Work instructions — Extract each of the rows below that contains the word "balloon", and reproduce those rows unchanged, one per line.

---*---

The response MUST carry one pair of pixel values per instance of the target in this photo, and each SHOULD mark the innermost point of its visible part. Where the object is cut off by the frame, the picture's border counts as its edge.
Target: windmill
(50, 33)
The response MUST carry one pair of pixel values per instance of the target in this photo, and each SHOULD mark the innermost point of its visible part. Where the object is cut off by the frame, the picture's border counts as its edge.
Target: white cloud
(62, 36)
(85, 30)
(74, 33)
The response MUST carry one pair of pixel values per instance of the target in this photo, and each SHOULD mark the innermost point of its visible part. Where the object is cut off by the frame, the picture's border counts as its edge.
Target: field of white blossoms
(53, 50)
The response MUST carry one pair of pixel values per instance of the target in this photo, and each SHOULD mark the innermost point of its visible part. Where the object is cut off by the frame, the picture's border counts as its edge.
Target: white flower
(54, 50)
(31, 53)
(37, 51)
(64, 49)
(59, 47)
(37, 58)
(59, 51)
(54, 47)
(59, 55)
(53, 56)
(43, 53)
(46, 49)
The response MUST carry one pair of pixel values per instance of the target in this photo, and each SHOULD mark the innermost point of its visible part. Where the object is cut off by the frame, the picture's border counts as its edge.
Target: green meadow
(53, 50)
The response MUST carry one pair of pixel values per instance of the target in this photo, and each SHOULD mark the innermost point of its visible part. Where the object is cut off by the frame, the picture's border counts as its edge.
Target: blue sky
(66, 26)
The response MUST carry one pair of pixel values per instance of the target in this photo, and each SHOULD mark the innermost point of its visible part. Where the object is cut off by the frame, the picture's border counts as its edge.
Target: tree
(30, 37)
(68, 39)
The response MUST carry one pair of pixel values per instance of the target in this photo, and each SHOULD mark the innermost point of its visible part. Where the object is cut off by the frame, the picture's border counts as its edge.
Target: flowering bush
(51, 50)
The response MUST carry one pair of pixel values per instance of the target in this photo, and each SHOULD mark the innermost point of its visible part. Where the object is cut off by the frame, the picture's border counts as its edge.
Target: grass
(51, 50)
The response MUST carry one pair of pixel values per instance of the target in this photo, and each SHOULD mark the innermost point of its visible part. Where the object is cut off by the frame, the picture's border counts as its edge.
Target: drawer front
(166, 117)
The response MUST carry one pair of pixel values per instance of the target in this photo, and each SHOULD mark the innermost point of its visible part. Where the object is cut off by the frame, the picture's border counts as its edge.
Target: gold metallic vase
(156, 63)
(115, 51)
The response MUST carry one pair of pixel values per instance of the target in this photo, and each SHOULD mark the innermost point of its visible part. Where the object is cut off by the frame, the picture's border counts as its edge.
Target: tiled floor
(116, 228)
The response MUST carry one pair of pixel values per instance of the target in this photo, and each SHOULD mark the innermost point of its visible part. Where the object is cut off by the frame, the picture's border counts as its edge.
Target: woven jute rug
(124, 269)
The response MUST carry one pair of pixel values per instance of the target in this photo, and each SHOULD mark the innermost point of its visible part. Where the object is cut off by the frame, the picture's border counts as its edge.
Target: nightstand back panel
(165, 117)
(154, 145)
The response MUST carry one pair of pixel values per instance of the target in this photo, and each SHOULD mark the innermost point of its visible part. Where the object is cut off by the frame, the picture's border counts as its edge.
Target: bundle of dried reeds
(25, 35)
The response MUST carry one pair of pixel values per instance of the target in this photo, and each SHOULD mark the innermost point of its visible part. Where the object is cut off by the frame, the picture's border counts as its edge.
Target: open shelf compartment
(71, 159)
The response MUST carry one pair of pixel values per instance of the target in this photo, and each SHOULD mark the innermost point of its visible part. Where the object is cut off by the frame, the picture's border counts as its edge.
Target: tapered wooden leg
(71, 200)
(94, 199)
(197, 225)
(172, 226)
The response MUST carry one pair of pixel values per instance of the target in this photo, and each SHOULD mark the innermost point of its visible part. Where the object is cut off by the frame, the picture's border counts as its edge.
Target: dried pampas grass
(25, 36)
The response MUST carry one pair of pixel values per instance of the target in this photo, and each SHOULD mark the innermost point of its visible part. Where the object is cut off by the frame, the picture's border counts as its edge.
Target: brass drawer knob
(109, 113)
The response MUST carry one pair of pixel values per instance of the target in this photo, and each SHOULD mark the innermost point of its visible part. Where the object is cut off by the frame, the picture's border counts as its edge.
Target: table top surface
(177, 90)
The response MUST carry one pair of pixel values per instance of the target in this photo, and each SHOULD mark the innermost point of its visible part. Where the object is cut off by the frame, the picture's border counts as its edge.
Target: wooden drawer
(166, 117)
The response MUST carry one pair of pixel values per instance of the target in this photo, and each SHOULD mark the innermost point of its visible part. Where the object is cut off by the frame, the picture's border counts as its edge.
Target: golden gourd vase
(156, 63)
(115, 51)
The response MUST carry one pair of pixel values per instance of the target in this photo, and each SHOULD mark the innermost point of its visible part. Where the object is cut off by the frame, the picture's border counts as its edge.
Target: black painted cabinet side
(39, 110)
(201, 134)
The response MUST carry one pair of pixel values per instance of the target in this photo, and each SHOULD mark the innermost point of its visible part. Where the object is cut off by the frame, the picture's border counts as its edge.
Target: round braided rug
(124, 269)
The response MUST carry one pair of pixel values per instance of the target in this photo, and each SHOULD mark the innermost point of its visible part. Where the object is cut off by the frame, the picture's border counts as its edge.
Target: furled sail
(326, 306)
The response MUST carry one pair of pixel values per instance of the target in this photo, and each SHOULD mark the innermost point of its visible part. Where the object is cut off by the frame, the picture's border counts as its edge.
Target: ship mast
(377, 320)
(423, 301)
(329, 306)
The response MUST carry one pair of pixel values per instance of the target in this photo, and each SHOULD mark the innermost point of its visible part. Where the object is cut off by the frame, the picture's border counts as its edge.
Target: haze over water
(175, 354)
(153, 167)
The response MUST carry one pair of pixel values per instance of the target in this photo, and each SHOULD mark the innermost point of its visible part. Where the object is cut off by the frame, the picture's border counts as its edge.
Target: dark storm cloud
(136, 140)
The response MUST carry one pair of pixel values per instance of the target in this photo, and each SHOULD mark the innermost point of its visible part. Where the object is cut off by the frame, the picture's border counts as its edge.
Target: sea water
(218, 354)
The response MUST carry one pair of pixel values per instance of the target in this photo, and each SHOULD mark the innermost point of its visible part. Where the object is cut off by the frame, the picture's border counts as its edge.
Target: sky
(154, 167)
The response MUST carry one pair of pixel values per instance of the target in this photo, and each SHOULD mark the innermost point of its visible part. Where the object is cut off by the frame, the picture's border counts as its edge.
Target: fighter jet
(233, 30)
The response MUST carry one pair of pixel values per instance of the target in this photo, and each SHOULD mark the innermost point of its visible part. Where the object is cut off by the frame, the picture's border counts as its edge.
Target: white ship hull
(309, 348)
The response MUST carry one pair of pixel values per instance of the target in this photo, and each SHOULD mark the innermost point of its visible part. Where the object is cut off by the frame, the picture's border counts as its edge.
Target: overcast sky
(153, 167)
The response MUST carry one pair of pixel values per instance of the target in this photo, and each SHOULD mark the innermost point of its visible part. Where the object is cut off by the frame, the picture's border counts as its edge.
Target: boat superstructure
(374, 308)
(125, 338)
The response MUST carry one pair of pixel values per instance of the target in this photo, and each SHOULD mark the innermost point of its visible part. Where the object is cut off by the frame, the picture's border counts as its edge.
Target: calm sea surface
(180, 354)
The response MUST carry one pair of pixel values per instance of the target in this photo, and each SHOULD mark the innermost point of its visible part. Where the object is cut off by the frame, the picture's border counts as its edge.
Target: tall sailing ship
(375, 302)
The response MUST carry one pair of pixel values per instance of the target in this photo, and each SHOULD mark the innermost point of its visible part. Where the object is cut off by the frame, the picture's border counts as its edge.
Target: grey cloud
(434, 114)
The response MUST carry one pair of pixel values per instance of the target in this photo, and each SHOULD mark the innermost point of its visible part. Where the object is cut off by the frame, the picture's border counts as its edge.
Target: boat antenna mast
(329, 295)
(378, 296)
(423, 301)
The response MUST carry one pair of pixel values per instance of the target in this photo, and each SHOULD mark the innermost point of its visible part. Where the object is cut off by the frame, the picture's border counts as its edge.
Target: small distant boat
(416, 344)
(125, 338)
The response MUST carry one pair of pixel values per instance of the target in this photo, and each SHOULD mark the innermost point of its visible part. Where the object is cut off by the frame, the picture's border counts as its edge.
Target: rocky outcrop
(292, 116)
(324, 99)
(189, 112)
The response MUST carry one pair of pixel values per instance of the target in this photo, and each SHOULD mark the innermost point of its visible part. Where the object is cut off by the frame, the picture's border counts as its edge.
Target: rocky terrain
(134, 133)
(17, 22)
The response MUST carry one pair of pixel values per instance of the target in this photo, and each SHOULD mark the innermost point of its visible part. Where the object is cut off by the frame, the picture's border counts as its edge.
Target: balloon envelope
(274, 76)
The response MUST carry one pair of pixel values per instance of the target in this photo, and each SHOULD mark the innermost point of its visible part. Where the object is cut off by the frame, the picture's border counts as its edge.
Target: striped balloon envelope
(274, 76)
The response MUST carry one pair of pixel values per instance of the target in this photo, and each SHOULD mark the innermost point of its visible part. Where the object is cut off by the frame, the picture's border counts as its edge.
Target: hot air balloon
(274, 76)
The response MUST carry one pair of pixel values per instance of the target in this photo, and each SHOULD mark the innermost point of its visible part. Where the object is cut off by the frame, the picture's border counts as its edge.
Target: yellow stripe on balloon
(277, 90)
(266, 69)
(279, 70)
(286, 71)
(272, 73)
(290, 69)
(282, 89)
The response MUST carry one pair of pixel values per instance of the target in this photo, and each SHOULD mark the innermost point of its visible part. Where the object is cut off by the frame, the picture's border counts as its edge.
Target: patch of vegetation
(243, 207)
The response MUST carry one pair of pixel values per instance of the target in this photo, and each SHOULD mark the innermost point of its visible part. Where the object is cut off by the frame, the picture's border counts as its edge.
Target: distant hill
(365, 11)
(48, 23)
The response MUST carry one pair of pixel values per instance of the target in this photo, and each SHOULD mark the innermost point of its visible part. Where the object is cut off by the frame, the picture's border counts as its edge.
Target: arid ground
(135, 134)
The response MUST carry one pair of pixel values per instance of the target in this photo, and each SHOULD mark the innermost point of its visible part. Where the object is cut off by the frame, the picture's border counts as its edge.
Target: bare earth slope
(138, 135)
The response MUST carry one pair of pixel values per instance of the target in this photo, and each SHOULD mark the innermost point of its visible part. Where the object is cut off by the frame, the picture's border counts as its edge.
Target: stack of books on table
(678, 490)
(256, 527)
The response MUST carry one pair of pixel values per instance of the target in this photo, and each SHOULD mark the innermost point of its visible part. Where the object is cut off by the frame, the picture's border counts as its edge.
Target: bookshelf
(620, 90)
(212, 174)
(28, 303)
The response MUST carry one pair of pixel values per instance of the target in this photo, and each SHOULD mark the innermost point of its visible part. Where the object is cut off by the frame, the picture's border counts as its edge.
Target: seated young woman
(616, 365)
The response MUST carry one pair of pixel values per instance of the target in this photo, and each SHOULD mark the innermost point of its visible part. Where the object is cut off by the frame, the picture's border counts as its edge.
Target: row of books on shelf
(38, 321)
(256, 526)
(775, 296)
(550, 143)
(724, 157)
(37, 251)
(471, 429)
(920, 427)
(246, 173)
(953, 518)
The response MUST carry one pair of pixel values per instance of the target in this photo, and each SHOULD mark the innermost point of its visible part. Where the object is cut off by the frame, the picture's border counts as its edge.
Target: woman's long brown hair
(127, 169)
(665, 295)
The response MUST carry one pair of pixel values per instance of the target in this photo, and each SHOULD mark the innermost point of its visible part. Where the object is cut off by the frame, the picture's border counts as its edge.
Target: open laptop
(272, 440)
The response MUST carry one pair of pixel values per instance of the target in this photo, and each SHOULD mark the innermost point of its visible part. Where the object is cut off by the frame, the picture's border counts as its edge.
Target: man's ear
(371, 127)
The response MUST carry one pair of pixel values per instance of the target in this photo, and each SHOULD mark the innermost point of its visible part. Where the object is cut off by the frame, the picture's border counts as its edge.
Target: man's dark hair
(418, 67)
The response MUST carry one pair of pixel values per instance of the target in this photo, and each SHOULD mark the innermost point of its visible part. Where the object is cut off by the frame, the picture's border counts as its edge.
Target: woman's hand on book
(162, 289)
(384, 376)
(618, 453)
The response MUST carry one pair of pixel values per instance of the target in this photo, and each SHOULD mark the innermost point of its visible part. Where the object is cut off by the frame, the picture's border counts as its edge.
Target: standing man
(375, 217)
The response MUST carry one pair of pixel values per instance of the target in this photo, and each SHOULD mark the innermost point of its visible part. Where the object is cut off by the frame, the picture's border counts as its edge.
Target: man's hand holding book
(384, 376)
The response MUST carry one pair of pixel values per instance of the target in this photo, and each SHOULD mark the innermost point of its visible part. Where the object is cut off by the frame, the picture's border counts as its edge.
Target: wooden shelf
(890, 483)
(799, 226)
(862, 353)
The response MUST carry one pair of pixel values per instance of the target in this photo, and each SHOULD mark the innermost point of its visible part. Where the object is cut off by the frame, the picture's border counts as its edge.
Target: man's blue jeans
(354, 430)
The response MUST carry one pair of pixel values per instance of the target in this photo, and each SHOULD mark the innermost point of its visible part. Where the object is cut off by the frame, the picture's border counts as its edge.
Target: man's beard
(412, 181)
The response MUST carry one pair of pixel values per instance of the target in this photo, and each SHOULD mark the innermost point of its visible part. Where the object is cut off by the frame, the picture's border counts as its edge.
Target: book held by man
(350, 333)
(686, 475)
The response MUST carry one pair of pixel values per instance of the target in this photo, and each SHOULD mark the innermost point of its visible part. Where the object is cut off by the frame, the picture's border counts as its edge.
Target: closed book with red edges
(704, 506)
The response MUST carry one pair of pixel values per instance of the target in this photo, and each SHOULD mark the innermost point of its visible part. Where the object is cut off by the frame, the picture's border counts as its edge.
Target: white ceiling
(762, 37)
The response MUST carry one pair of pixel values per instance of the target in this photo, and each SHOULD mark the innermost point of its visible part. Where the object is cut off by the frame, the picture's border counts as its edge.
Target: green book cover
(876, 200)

---*---

Answer in full —
Target: balloon envelope
Target: striped balloon envelope
Target: hot air balloon
Target: yellow stripe on balloon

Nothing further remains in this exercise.